ACTIVITIES:
A: In the post about the South Dakota trip, on what day and at what time was the writer born?
B: Write a continuation of the post about the South Dakota trip, starting right after its final sentence.
──────── READING TEXT
Then in March, like I said in my previous post, I went to South Dakota for a week. Pine Ridge Reservation is about seven hours from the Omaha Indian Reservation I grew up on. I didn't expect to meet anyone who had connections to me. I expected to feel a little bit like I was going home but running into people who had connections to me just stunned me! By the end of the second day there I'd met a cousin of my elementary librarian. My librarian's daughter was my sister best friend when we were on the Reservation. I was the bratty little sister who tagged along EVERYwhere and drove them crazy! So, I thought it was cool that I'd made a connection to my past. A few days later, while talking to this same person, I found out something that didn't quite sink in right away as to the impact it had on my own life. My parents moved to the Indian Reservation right before I was born. Indian Health Service hospitals don't deal with white patients so my parents would have to drive back across the state lines into Iowa to a hospital where I was born. The Missouri River runs along the Nebraska/Iowa border so in order to get to the hospital my parents had to cross a bridge. The bridge they crossed (unlike in cities around New England) was the only way to the hospital without taking hours of back roads to find another bridge. Well, it turned out that this same person, the cousin of my elementary librarian, built the bridge my parents drove across. He wasn't the only one who built it of course but when I stop and think about it, if that bridge wasn't there, wow, my life could have been dramatically different! I was born on a Sunday at 1:13 in the afternoon. About four hours before that, my parents were trying to decide if they should go to church. Just think, if that bridge hadn't been there, who knows where I might have been born!
────────────────
──────── PROVIDED DATA
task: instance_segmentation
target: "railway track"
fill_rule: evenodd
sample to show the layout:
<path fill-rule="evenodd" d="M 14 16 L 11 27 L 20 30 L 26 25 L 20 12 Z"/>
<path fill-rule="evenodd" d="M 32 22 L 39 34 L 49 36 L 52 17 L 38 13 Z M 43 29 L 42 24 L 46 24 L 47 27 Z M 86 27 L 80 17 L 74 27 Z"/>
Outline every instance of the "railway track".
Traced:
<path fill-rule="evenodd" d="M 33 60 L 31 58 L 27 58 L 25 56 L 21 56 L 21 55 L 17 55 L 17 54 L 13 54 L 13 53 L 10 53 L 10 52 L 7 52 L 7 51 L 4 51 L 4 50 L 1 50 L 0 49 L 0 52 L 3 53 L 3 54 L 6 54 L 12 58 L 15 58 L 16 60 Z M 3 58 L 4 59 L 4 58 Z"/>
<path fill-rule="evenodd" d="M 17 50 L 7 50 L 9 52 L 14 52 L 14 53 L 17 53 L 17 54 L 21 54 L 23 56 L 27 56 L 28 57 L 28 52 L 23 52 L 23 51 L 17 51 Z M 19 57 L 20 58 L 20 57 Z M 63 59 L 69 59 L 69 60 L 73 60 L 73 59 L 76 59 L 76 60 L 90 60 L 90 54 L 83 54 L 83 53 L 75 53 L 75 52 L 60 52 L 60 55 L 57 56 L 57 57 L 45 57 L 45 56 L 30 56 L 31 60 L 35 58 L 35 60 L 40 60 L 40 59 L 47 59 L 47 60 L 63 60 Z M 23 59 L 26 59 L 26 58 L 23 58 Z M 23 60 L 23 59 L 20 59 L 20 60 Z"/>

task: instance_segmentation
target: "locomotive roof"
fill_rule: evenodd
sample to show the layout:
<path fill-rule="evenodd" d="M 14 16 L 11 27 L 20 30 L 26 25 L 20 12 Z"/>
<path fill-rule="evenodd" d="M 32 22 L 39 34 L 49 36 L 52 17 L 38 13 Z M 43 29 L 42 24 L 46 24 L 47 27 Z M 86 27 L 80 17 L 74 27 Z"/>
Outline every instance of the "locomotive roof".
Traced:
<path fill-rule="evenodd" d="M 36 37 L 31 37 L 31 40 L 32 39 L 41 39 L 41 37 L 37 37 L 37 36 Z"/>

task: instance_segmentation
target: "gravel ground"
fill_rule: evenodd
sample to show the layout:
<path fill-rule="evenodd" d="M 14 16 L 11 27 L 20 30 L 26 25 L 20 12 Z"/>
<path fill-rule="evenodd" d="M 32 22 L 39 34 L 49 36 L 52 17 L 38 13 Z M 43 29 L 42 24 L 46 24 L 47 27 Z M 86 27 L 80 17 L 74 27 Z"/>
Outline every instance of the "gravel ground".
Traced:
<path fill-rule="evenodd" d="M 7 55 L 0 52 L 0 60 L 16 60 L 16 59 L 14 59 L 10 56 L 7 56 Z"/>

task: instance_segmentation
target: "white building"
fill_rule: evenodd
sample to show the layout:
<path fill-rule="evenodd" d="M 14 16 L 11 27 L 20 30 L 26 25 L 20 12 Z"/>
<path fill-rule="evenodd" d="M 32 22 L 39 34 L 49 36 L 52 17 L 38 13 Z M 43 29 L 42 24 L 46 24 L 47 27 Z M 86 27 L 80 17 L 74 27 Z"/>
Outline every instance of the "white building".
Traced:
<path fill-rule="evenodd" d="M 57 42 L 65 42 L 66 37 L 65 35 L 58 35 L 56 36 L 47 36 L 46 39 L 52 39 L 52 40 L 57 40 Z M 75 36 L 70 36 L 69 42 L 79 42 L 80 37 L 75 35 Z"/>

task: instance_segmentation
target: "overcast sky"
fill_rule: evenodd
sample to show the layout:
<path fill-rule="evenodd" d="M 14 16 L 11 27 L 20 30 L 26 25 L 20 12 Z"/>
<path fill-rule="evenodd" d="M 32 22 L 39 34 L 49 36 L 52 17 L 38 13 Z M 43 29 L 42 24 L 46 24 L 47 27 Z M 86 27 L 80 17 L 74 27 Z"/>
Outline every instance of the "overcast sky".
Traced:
────────────────
ANSWERS TO THIS EXERCISE:
A: On a Sunday at 1:13 in the afternoon.

B:
A second random connection that happened on the reservation in South Dakota nearly left me speechless. As part of our trip, we drove around and toured some of the schools including Red Cloud School, a private catholic school. It has a museum and gift shop there. When we were walking through the gift shop I noticed a wall covered in beautiful quilts and decided I was going to come back and check them out after the museum. When I came back I asked if I could see this beautiful red, white and blue quilt. They all were the same pattern, the sacred morning star pattern, but they were all many different colors and sizes. The one I fell head over heals for happened to be a queen sized quilt which is what size bed I have. I decided I had to have it! I asked the sales lady if she knew who made it and she did not. A few days later, on the other side of the reservation, we were holding a health fair, checking blood pressure and glucose at an elders center. The elders center was serving meals for the local seniors and we were doing our thing when this woman walked up to me and started talking. Turns out she was the president of the elders center there. She also teaches Lakota language at the Head Start (preschool) and cares for her disabled husband. She had been there earlier to pick up lunch for her and her husband and taken it home. Someone called her to come back when they heard that the program ( we had come with had a donation for her group. This is when I met her. In her spare time (which I'm not sure when that would be) she makes quilts, the sacred morning star quilt. She asked me if I'd ever seen one and I said yes, I had bought one the other day at Red Cloud School. She told me that she makes quilts for them and so I described the quilt I had bought. Turns out she made it! I was speechless! I gave her a big hug, which I think made her think I was crazy but what I didn't tell anyone is this: My grandmother used to make all of her grandchildren quilts when they graduated from school. The quilt she made me when I graduated from high school was red, white and blue but it was for a twin bed. I feel like I was drawn to this particular quilt because I feel like it reminds me of my grandma and I graduate from grad school this month. I love it! I think of how we're all connected every time I see that quilt and remember my grandma. Somehow, I think that quilt was made for me and was there at that time and place just for me. It's kind of cool to think about.